··· DATASET ROWS ···
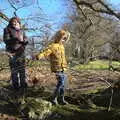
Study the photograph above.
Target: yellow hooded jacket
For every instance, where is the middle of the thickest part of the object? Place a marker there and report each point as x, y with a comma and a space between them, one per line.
56, 52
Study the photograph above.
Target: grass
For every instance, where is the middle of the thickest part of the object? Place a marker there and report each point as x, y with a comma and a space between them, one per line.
97, 65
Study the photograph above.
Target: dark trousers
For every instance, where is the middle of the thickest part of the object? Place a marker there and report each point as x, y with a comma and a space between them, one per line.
17, 67
60, 87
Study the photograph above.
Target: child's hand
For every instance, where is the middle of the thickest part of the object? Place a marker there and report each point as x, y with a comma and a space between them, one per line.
34, 57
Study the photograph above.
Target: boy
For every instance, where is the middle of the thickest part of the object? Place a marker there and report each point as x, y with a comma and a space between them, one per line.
58, 63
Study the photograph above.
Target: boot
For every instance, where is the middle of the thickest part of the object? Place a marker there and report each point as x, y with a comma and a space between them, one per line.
62, 100
54, 101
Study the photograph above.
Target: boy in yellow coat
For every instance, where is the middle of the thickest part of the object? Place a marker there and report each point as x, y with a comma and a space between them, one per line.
58, 62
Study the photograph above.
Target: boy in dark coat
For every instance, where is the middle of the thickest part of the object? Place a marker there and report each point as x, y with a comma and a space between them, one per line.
15, 41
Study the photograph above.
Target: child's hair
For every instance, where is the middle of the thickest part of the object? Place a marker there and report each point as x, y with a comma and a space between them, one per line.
59, 34
14, 18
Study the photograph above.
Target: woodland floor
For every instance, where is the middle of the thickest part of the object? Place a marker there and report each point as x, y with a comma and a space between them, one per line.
88, 92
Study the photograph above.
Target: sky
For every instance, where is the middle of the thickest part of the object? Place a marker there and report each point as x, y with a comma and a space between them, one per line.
54, 11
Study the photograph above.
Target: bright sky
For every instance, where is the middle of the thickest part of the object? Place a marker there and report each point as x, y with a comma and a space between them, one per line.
54, 10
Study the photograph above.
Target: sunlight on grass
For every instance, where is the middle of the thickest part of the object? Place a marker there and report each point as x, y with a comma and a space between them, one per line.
97, 65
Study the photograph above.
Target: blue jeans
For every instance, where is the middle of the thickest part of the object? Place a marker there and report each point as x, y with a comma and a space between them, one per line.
17, 67
60, 87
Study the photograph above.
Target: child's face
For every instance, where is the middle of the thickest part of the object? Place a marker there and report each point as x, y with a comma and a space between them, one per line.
15, 23
64, 38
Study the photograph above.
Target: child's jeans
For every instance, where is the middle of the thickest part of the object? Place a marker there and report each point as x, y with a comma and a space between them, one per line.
60, 87
17, 66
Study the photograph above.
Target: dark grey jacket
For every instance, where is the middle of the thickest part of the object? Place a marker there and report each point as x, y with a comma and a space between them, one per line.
12, 39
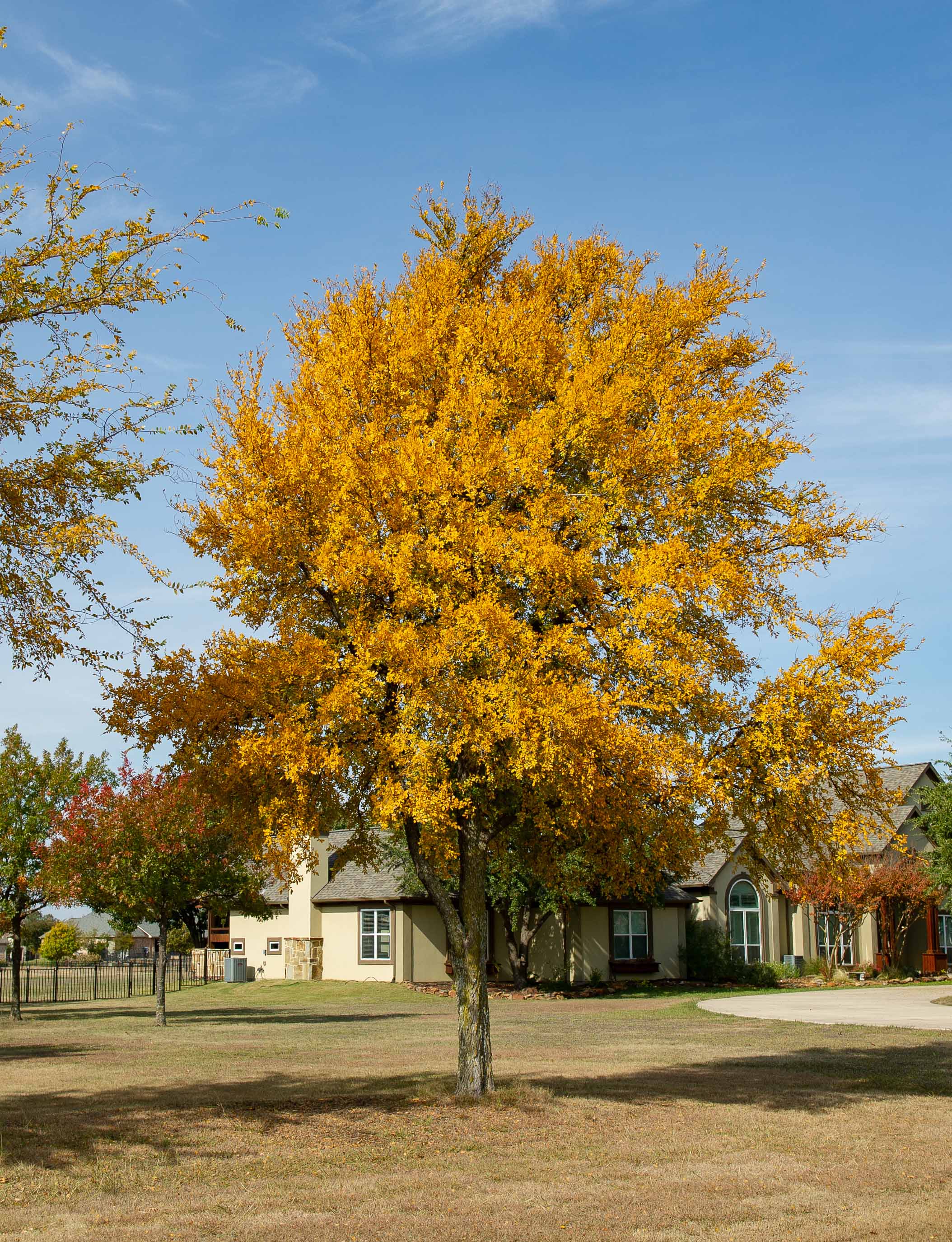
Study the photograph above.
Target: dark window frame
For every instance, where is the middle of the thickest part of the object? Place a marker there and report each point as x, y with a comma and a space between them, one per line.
···
Apart from the pictures, the entries above are to be repeated in full and exactly.

Study the photograph above.
Target: yellow hooded jacket
For every instance, where is the middle of the thickest part of the object? Place a marker there and report each point as x, y with a comma and a space between them, one per line.
56, 52
Study the photograph above.
Target: grass
For every instance, where is the middle of the thickest part of the object? Place a marker there and report each point as x, y with a comma and a space between them, one per line.
97, 65
Study the photograph above.
Target: dark trousers
For every instance, where is the middle of the thickest part of the object? Place a marker there and report each point as x, y with a comma and a space between them, one per line.
17, 67
60, 87
Study the photograph above.
Target: child's hand
For every instance, where is the middle of the thickest part of the object? Place a marker there and report each point as x, y with a comma and a space between them, one per line.
34, 57
Study the photograph above.
Target: boy
For every instance, where is the middle of the thickest part of the object? Place a marker there and report each point as x, y with a comma and a space between them, one per line.
58, 63
Study the photograph above.
Target: boot
For every instance, where is the middle of the thickest part of the object? Place a marker there and report each point as x, y with a comma and a space between them, one per line.
62, 100
54, 101
Study the photograph above.
Target: boy in yellow coat
For every instance, where is the middle of the thickest part of the object? Place a marker there and report each point as x, y with a comma and a space between them, one per line.
58, 62
Study the photograph above.
Target: boy in dark coat
For every instance, where is the middle of the thickest part of the object? Place a marker there and report each point as x, y with a comma and a space between them, one per line.
15, 41
Study the photograph above.
Target: child's hair
For every instance, where is the middle of the thickest part of the object? Place a marker there and report each point as x, y with a comma and a space between them, one per line.
59, 34
14, 18
Study the photograph above.
Target: woodland floor
For every instance, where is the middle of the thickest part of the object? Place a marker there and report each point as x, y with a comma and a space between them, one per line.
88, 92
Study the photograph above.
Target: sky
For every instance, where is the middle of the thickest part of the object? Place a marker there and report each point as x, y with a comma and a space between them, one per line.
54, 11
Study the photograph above.
Target: bright sky
For every instance, where is the middle of the thickest part of the object? Place a marker there and report each point as x, y with a comma and a space between them, one per line.
54, 10
Study the photograph above.
Target: sunlight on grass
For every instance, where is the middle of the thickest part of the object? Place a marker there and report each point as x, y with a comma and a space between them, one per line.
97, 65
Study the photograph above.
Target: blue jeans
For every instance, where is the middle of the thickest part of the object? Place a marker there and report each point as x, y with a comma and a space between them, one per line.
17, 67
60, 87
Study the photograph above.
Target: child's face
For every instance, where is the middle of the thickest part of the object? Place a marker there and report each point as x, y with a comma and a space between them, one per line.
15, 23
64, 38
Study the photograph above.
Target: child's jeans
For every instance, where is the middle of the thickest part of the object? Place a marker there and report each point as x, y with a comma and a space between them, one per line.
60, 87
17, 66
Study the photograph above.
Target: dark grey jacket
For every instance, where is the middle of the thickest part of the object? Place a marker there and report each point as x, y with a comma and a space between them, one per line.
12, 39
Study the photograph above.
Target: dark window frame
For every instance, where is the middle of the thickest part of the object? Place a marker there and report each point as x, y with a comma and a space between them, one per line.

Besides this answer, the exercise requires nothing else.